- TASK
Every line of the material must be written out again unchanged.

★ ★ ★ ★ ★

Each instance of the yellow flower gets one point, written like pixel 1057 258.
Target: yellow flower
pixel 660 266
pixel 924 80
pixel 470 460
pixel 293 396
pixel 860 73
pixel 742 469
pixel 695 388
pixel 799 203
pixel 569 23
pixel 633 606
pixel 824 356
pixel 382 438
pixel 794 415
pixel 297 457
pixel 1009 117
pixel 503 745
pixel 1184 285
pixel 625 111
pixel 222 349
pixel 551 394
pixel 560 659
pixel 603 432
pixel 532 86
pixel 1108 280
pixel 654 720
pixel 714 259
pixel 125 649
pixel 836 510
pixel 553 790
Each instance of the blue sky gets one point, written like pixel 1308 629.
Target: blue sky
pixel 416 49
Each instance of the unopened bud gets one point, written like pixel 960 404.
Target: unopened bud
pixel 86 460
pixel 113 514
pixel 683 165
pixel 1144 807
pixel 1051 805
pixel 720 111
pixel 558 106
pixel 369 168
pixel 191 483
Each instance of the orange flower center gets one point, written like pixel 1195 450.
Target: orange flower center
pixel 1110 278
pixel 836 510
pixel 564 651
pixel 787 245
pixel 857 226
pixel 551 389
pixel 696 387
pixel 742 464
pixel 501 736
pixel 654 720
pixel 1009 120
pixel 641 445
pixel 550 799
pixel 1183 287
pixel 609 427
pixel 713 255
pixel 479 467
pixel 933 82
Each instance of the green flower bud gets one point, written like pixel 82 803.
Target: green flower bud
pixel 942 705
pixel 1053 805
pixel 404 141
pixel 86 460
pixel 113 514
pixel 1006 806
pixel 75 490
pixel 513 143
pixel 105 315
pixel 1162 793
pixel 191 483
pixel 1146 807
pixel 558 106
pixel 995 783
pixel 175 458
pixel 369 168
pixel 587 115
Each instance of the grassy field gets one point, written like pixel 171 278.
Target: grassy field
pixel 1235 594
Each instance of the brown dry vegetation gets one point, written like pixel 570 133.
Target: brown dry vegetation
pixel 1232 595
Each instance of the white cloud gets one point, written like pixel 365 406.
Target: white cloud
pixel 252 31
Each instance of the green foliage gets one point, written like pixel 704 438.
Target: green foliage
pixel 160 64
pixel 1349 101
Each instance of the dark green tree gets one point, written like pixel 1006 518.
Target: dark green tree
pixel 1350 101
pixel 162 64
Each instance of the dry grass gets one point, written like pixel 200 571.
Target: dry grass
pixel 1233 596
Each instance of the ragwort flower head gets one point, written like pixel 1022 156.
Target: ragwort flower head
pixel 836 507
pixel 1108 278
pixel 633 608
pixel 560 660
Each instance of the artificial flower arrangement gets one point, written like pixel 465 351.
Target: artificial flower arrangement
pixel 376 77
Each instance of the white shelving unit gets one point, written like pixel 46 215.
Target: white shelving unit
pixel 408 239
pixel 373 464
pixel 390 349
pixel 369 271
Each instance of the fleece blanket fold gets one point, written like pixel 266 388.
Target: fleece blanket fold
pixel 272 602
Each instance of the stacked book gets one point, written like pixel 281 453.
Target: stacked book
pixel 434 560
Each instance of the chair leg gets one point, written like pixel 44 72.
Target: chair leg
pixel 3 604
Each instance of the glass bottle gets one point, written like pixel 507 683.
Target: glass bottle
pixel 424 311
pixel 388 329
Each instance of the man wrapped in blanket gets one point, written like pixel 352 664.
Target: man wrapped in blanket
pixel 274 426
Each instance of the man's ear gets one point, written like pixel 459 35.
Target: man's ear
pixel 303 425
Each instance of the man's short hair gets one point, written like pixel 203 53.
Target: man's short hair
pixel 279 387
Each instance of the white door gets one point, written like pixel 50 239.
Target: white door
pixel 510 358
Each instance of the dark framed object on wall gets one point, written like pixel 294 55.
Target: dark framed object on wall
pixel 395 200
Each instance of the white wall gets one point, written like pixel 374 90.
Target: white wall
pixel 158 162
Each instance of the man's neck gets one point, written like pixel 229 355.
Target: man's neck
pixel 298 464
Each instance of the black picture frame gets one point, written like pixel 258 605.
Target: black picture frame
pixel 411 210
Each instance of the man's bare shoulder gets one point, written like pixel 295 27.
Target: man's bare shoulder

★ ★ ★ ★ ★

- TASK SOLUTION
Each instance of the yellow flower gets one point, written like pixel 1057 258.
Target: yellow flower
pixel 660 266
pixel 924 80
pixel 470 460
pixel 293 396
pixel 860 73
pixel 742 469
pixel 695 388
pixel 799 203
pixel 569 23
pixel 633 606
pixel 824 356
pixel 382 438
pixel 794 415
pixel 297 457
pixel 1009 117
pixel 503 745
pixel 1184 285
pixel 625 111
pixel 222 349
pixel 551 394
pixel 560 659
pixel 603 432
pixel 532 86
pixel 1108 280
pixel 654 720
pixel 714 259
pixel 125 649
pixel 836 510
pixel 553 790
Each instance of the blue sky gets one point, written like pixel 1308 629.
Target: blue sky
pixel 416 49
Each instance of the unopened bud gets one point, written like pixel 960 404.
Target: unopened bud
pixel 86 460
pixel 113 514
pixel 683 165
pixel 1144 807
pixel 1051 805
pixel 720 111
pixel 558 106
pixel 369 168
pixel 191 483
Each instance of the orange flower center gets one point, written like pixel 1195 450.
Target: orange flower center
pixel 1110 278
pixel 836 510
pixel 564 651
pixel 787 245
pixel 857 226
pixel 551 389
pixel 696 387
pixel 742 464
pixel 501 736
pixel 654 720
pixel 1009 120
pixel 641 445
pixel 550 799
pixel 1183 287
pixel 609 427
pixel 713 255
pixel 479 467
pixel 933 82
Each instance of the green flower bud gets one point, written like pixel 82 803.
Target: green flower bud
pixel 942 705
pixel 1053 805
pixel 404 141
pixel 86 460
pixel 113 514
pixel 1006 806
pixel 75 490
pixel 513 143
pixel 105 315
pixel 1162 793
pixel 191 483
pixel 1146 807
pixel 558 106
pixel 995 783
pixel 175 458
pixel 369 168
pixel 587 115
Each instance of the grassy field gets one point, written like pixel 171 278.
Target: grassy field
pixel 1235 594
Each instance of the brown dry vegetation gets one point, written like pixel 570 133.
Target: brown dry vegetation
pixel 1232 595
Each instance of the white cloud gets one point, written like pixel 365 406.
Target: white cloud
pixel 252 31
Each instance of the green foliage gets one point, written like pixel 704 438.
Target: green foliage
pixel 160 64
pixel 1349 101
Each instance of the dark green tree gets one point, written like pixel 1006 518.
Target: dark green tree
pixel 1350 101
pixel 162 64
Each instance of the dry grass gets one point, written like pixel 200 571.
Target: dry grass
pixel 1233 596
Each instance of the ragwort flower head gets one point, written like pixel 1022 156.
Target: ragwort flower head
pixel 836 507
pixel 1108 278
pixel 633 608
pixel 560 660
Each instance of the artificial flower arrangement gets one point, written like pixel 465 351.
Target: artificial flower arrangement
pixel 376 77
Each instance of the white shelving unit gets one point, written like pixel 46 215.
Target: white shelving unit
pixel 408 239
pixel 373 464
pixel 390 349
pixel 369 271
Each instance of the fleece blanket fold gets one point, written like pixel 266 388.
Target: fleece blanket fold
pixel 272 602
Each instance of the stacked book gets one point, written like pixel 281 453.
Target: stacked book
pixel 434 560
Each instance of the chair leg gets one point, written like pixel 44 72.
Target: chair leg
pixel 3 604
Each instance of the glass bottle gets one point, written like pixel 507 683.
Target: glass bottle
pixel 424 311
pixel 388 329
Each instance of the man wrapped in blanket gets one point, written like pixel 352 664.
Target: man wrapped in blanket
pixel 274 426
Each instance of the man's ear gets one point, written like pixel 459 35.
Target: man's ear
pixel 303 425
Each instance of the man's short hair gets one point, written like pixel 203 53.
Target: man's short hair
pixel 279 387
Each instance of the white door gets one point, written like pixel 50 239.
Target: white door
pixel 510 358
Each instance of the dark framed object on wall gets one point, written like pixel 294 55.
Target: dark framed object on wall
pixel 395 200
Each instance of the white wall gets one point, written like pixel 374 90.
Target: white wall
pixel 158 162
Each instance of the man's neck gets one point, written like pixel 229 355.
Target: man's neck
pixel 298 464
Each instance of the black picture frame gets one point, written like pixel 258 605.
Target: black picture frame
pixel 411 210
Each instance of the man's bare shoulder gets one point, written like pixel 295 27.
Target: man's bare shoulder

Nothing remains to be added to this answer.